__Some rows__
# # # #

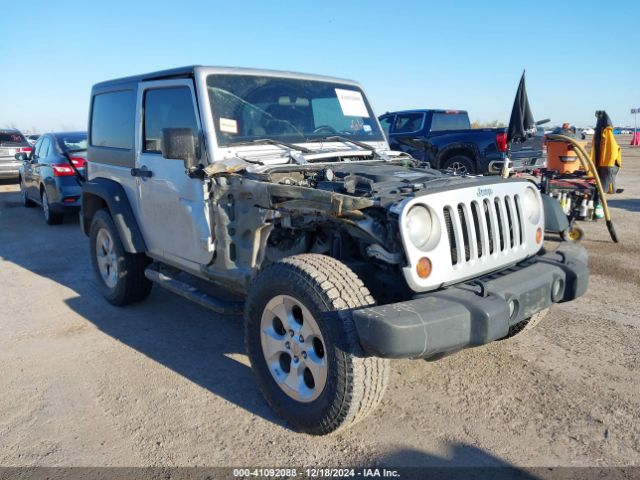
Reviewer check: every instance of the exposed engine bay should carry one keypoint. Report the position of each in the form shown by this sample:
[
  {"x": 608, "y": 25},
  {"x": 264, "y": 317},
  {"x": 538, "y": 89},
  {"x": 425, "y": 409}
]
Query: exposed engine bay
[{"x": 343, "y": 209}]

# # # #

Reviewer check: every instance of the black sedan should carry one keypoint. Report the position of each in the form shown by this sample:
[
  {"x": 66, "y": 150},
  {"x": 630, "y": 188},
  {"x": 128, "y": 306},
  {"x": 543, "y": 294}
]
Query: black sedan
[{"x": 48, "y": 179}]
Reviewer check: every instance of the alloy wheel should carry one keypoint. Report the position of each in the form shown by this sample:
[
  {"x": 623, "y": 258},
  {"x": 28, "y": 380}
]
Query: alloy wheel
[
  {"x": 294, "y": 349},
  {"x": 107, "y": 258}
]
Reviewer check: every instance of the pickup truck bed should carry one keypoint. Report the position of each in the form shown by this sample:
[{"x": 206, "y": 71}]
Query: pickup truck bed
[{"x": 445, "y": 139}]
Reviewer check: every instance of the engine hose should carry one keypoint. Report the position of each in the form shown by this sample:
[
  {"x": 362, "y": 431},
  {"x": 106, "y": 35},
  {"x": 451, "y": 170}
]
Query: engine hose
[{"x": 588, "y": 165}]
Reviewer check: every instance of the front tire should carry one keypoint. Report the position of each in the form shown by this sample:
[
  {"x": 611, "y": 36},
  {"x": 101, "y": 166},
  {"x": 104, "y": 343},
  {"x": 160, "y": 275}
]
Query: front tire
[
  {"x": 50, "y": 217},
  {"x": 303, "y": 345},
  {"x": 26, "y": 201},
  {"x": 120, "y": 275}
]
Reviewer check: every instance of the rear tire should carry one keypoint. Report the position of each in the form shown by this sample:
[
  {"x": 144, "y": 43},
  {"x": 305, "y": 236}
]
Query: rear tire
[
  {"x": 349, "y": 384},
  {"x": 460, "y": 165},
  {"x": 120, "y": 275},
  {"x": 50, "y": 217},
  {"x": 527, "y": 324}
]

# # # #

__EXERCISE AIM__
Copy the lines word for word, starting at the line containing "Reviewer check: every instance of the exposed" and ending at the line containing "Query: exposed engine bay", with both of those lines included.

__SOLUTION BELOW__
Reviewer check: every instance of the exposed engine bay should carry one keypoint. Report the position of each in the form shown by this sample:
[
  {"x": 608, "y": 25},
  {"x": 264, "y": 317},
  {"x": 538, "y": 89},
  {"x": 425, "y": 409}
]
Query: exposed engine bay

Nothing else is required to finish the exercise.